Problem description>
Extract each line of the data below that contains the string "Write".

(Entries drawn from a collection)
----

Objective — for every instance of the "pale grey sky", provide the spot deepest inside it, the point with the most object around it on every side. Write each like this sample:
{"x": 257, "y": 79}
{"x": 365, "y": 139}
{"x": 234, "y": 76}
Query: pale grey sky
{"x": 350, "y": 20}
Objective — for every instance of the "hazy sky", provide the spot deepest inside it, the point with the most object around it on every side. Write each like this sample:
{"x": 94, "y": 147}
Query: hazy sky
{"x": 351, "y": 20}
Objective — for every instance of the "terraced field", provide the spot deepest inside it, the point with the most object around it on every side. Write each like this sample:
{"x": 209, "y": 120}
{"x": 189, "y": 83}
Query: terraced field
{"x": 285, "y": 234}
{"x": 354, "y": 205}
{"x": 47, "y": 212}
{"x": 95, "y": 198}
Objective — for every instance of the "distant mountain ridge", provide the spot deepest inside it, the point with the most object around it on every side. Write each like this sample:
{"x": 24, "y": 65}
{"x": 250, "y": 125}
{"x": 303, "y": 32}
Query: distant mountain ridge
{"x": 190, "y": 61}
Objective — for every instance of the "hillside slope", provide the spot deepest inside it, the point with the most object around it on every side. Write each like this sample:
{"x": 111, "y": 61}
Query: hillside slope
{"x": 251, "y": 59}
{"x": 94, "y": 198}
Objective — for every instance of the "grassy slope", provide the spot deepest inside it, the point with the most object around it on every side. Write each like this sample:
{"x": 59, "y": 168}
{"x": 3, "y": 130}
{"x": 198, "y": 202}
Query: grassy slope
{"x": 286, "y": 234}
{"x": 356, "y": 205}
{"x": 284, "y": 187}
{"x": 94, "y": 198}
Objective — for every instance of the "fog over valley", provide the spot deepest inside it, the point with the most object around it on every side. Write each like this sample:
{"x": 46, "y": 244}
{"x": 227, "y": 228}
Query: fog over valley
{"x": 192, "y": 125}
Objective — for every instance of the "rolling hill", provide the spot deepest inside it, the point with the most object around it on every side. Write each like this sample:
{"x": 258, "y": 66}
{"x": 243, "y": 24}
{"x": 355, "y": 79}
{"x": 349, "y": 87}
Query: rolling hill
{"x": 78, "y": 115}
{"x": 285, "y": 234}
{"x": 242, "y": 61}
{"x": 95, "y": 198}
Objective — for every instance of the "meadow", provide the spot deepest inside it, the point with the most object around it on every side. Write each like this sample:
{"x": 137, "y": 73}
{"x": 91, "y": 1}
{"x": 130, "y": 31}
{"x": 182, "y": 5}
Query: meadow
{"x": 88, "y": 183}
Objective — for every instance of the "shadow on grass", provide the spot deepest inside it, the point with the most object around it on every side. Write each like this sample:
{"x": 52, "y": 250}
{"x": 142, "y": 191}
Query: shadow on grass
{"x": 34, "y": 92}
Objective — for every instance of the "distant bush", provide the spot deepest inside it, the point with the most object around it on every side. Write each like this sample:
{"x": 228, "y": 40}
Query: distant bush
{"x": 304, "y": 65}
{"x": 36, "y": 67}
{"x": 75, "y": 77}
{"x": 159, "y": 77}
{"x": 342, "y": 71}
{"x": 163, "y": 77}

----

The answer>
Objective — for every instance of the "pale grey sky", provide the spot deepest inside it, the point with the most object around it on every side. Write each like this sample:
Objective — for every instance of the "hazy sky", provide the spot deepest inside it, the point with the most object around it on every side. Write each like this sample:
Objective — for every instance of the "terraced field", provide the spot deepest inside it, the point with the most object around it on every side. Write each like this sample:
Objective — for every instance of the "distant mountain ridge", provide the spot deepest inside it, the point with the most object around it on every side. Write each like this sample:
Objective — for every instance of the "hillside slope", provide the spot deepest inside it, the point with the most object around it on every side. Write each like this sample:
Objective — for every instance of the "grassy slope", provide the spot deepest inside it, the point with the most object around it on every side. Write each like this sample:
Objective — for every instance of the "fog over valley", provide the spot deepest inside it, the point with the most object around it on every side. Write each like this sample:
Objective — for every instance of the "rolling hill", provide the spot deepest inside it, the point with the most object around it on every side. Write each like this sample:
Objective — for every instance of the "meadow", provide the spot deepest inside it, the point with the most object around it on every side. Write each like this sample:
Objective — for every instance of the "shadow on grass", provide the spot deepest inside it, the point with the most object around it on every side. Write each like this sample:
Objective — for every instance of the "distant bush", provide the spot deepest inside it, the point with the most object around it on every side. Write each like this sample:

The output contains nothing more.